Here is a block of records. Copy every one of them exactly.

------ MATERIAL FOR THE TASK ------

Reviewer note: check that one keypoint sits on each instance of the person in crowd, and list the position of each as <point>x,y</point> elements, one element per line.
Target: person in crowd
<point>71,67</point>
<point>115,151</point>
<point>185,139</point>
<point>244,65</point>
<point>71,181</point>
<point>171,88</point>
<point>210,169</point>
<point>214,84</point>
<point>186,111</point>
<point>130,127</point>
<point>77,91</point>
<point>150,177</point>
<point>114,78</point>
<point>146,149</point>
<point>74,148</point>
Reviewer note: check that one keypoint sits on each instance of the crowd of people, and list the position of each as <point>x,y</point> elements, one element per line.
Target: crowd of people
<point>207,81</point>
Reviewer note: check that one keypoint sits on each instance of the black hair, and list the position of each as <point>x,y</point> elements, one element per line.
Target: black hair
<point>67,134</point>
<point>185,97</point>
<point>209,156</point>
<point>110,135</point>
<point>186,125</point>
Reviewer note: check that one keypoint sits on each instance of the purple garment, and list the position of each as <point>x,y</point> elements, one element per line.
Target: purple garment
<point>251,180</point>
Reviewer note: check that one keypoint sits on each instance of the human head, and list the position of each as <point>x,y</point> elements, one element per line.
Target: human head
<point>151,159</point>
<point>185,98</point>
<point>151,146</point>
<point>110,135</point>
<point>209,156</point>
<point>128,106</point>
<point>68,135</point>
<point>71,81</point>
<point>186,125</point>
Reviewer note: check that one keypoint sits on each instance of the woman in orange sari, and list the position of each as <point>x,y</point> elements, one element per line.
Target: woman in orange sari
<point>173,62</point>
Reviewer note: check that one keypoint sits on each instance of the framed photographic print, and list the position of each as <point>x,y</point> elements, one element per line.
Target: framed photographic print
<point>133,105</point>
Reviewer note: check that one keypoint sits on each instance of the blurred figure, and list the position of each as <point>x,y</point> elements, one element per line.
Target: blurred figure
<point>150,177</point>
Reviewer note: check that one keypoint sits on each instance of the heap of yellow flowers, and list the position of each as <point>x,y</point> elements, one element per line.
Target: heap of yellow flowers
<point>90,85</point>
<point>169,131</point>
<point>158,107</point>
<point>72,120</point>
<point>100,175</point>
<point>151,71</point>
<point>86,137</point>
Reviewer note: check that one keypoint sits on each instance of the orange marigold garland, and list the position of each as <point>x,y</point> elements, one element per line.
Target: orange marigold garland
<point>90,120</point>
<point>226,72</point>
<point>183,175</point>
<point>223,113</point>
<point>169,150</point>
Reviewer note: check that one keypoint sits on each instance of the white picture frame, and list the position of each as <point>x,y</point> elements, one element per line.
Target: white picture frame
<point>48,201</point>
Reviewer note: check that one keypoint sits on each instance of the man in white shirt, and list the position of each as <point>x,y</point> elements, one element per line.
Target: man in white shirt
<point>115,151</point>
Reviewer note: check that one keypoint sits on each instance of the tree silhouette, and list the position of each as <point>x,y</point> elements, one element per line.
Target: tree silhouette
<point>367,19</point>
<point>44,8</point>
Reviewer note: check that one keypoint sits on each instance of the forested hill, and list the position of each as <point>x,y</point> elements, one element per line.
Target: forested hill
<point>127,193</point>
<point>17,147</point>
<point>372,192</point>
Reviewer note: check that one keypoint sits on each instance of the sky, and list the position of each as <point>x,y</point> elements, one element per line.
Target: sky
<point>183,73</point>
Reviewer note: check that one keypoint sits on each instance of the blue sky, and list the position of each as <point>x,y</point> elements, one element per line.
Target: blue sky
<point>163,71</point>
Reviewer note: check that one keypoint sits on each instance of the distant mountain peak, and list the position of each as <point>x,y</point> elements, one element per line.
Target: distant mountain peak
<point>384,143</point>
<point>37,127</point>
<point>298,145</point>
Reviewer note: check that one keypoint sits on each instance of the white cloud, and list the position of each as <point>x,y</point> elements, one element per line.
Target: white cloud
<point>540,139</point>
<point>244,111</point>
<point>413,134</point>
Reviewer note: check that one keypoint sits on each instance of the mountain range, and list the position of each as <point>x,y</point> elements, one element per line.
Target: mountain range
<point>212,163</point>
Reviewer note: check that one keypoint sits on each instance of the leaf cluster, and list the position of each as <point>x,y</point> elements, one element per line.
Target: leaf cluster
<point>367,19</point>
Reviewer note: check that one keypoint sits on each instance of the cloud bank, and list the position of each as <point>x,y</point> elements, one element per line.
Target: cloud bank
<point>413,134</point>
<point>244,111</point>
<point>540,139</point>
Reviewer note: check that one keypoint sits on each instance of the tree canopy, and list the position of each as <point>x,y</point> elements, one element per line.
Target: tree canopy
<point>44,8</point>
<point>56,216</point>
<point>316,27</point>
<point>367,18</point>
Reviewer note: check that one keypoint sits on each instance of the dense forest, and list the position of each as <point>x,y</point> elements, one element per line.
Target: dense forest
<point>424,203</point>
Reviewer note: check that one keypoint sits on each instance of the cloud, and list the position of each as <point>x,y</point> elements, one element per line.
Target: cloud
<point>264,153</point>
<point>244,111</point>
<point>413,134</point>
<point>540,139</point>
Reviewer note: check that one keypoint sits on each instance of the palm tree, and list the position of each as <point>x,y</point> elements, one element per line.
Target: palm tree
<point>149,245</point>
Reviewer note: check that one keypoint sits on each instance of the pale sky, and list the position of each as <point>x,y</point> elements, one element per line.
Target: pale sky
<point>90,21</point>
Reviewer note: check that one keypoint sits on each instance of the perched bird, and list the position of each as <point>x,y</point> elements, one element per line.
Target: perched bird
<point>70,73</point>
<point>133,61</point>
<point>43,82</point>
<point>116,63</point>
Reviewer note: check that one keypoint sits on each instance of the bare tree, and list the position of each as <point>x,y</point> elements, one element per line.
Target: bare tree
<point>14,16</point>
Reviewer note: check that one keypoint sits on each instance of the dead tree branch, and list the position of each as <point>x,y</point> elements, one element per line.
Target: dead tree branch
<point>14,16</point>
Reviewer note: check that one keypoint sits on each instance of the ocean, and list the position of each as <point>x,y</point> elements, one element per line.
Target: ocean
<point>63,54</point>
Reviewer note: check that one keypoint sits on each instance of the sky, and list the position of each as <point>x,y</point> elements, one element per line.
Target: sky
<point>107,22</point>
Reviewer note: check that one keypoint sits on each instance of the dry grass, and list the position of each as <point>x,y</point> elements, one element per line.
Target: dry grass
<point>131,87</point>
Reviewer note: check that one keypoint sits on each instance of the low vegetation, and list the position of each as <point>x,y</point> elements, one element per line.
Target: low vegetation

------

> _WRITTEN REPLY_:
Reviewer note: check that one keypoint sits on each instance of the person in crowd, and list the position of each as <point>x,y</point> elements, one element per line.
Target: person in crowd
<point>71,67</point>
<point>115,151</point>
<point>185,139</point>
<point>244,65</point>
<point>71,181</point>
<point>171,88</point>
<point>210,169</point>
<point>214,84</point>
<point>186,111</point>
<point>130,127</point>
<point>77,91</point>
<point>150,177</point>
<point>114,78</point>
<point>146,149</point>
<point>74,148</point>
Reviewer note: check that one keypoint sits on each instance of the crowd of people, and list the position of each as <point>x,y</point> elements, one element per line.
Target: crowd of people
<point>207,81</point>
Reviewer note: check that one keypoint sits on each instance of the black hair, and list the position of each as <point>x,y</point> elements, one element per line.
Target: black hair
<point>67,134</point>
<point>185,97</point>
<point>209,156</point>
<point>110,135</point>
<point>186,125</point>
Reviewer note: check that one keypoint sits on each instance of the purple garment, and list the position of each as <point>x,y</point> elements, one element per line.
Target: purple garment
<point>251,180</point>
Reviewer note: check that one keypoint sits on each instance of the human head, and list the position of each as <point>x,y</point> elements, one element per line.
Target: human head
<point>151,159</point>
<point>185,98</point>
<point>151,146</point>
<point>110,135</point>
<point>209,156</point>
<point>128,106</point>
<point>68,135</point>
<point>71,81</point>
<point>186,125</point>
Reviewer note: check that one keypoint sits on each instance of the woman in orange sari, and list the position of each as <point>x,y</point> elements, one element per line.
Target: woman in orange sari
<point>173,62</point>
Reviewer note: check that one keypoint sits on each instance of the framed photographic print, and list the position of each as <point>x,y</point> elements, one element per line.
Target: framed photographic print
<point>133,105</point>
Reviewer note: check that one keypoint sits on each instance of the blurred figure, and list the position of each as <point>x,y</point> elements, one element per line.
Target: blurred figure
<point>150,177</point>
Reviewer note: check that one keypoint sits on each instance of the heap of yellow flowers, and list the position of each as <point>x,y</point> elements, one element per line.
Target: heap of yellow flowers
<point>90,85</point>
<point>169,131</point>
<point>158,107</point>
<point>72,120</point>
<point>100,175</point>
<point>151,71</point>
<point>86,137</point>
Reviewer note: check that one keypoint sits on each instance of the orange marigold garland, and list the position of each as <point>x,y</point> elements, one element per line.
Target: orange marigold garland
<point>90,120</point>
<point>226,72</point>
<point>183,175</point>
<point>223,113</point>
<point>169,150</point>
Reviewer note: check that one keypoint sits on each instance of the white picture frame, and list the position of each as <point>x,y</point> elements, one element per line.
Target: white picture frame
<point>48,201</point>
Reviewer note: check that one keypoint sits on each instance of the man in white shirt, and list the position of each as <point>x,y</point> elements, one element per line.
Target: man in white shirt
<point>115,151</point>
Reviewer note: check that one keypoint sits on each instance of the tree silhouette, and list the position of each as <point>x,y</point> elements, one element per line.
Target: tree silhouette
<point>367,19</point>
<point>44,8</point>
Reviewer note: check that one keypoint sits on each instance of the forested hill, and list the position of each as <point>x,y</point> elements, one element per line.
Target: forested hill
<point>127,193</point>
<point>17,147</point>
<point>372,192</point>
Reviewer note: check that one keypoint sits on each instance of the sky, and list the position of each as <point>x,y</point> elements, one element per line.
Target: sky
<point>183,73</point>
Reviewer note: check that one keypoint sits on each instance of the blue sky, and list the position of each as <point>x,y</point> elements, one element per line.
Target: blue sky
<point>163,71</point>
Reviewer note: check that one keypoint sits on each instance of the distant mountain peak, and list the position of each as <point>x,y</point> elements, one element per line.
Target: distant mountain peak
<point>384,143</point>
<point>37,127</point>
<point>298,145</point>
Reviewer note: check that one keypoint sits on each instance of the white cloud, and list the position of each as <point>x,y</point> elements, one element per line.
Target: white cloud
<point>540,139</point>
<point>244,111</point>
<point>413,134</point>
Reviewer note: check that one keypoint sits on each instance of the mountain range, and list the position of each as <point>x,y</point> elements, one element per line.
Target: mountain range
<point>212,163</point>
Reviewer note: check that one keypoint sits on each instance of the leaf cluster, and list the position of each as <point>x,y</point> elements, one element per line.
Target: leaf cluster
<point>367,19</point>
Reviewer note: check that one keypoint sits on each instance of the cloud bank, and list the position of each as <point>x,y</point> elements, one element per line.
Target: cloud bank
<point>413,134</point>
<point>244,111</point>
<point>540,139</point>
Reviewer note: check that one keypoint sits on each instance of the tree canopy, and list the position of each as <point>x,y</point> elements, one element per line.
Target: tree canopy
<point>44,8</point>
<point>56,216</point>
<point>316,27</point>
<point>367,18</point>
Reviewer note: check that one keypoint sits on each instance of the dense forest, and list the position of each as <point>x,y</point> elements, one element per line.
Target: dense forest
<point>424,203</point>
Reviewer note: check that one keypoint sits on each instance of the cloud, and list the position of each as <point>x,y</point> elements, one element per line.
Target: cloud
<point>264,153</point>
<point>244,111</point>
<point>413,134</point>
<point>540,139</point>
Reviewer note: check that one keypoint sits on each instance of the palm tree, and list the position of each as <point>x,y</point> elements, one element per line.
Target: palm tree
<point>149,245</point>
Reviewer note: check that one keypoint sits on each instance of the pale sky, and list the position of each as <point>x,y</point> elements, one element per line.
Target: pale sky
<point>90,21</point>
Reviewer note: check that one keypoint sits on each instance of the perched bird, and list the position of each as <point>x,y</point> elements, one element per line.
Target: perched bird
<point>70,73</point>
<point>133,61</point>
<point>43,82</point>
<point>116,63</point>
Reviewer note: check that one keypoint sits on each instance of the bare tree, and list the position of each as <point>x,y</point> elements, one element per line.
Target: bare tree
<point>14,16</point>
Reviewer note: check that one keypoint sits on each instance of the dead tree branch, and list the position of each as <point>x,y</point> elements, one element per line.
Target: dead tree branch
<point>14,16</point>
Reviewer note: check that one keypoint sits on each instance of the ocean, and list the position of each as <point>x,y</point> elements, one element per line.
Target: ocean
<point>63,54</point>
Reviewer note: check that one keypoint sits on each instance of the sky, and list the position of each as <point>x,y</point> elements, one element per line.
Target: sky
<point>107,22</point>
Reviewer note: check that one keypoint sits on each instance of the dry grass, and list the position of each as <point>x,y</point> elements, one element per line.
Target: dry grass
<point>131,87</point>
Reviewer note: check that one keypoint sits on each instance of the low vegetation, and list the position of each as <point>x,y</point> elements, one element per line.
Target: low vegetation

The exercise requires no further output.